>> START ROWS
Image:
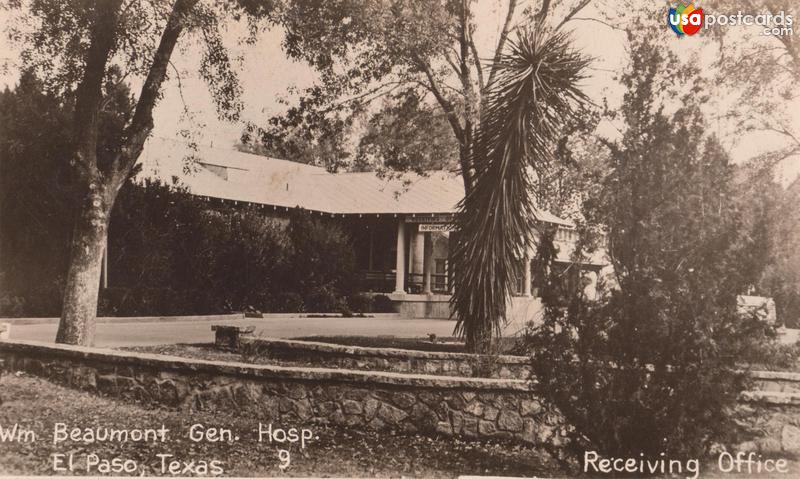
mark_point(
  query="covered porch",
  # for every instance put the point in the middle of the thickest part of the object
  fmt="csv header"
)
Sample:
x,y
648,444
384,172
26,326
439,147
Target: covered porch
x,y
406,257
>> END ROWS
AIM OF THE EXERCISE:
Express every line of the items above as a numbered list, skipping blank lines. Leave the pictures out.

TASK OUTPUT:
1. Image:
2. mark_point(
3.   query="covered porch",
4.   # for every instance put the point in the middle of the thickest part of the object
5.   fmt="csv header"
6. )
7. Sample:
8. x,y
9. 648,444
10. 384,172
11. 26,326
12. 439,147
13. Target: covered porch
14. x,y
15. 406,257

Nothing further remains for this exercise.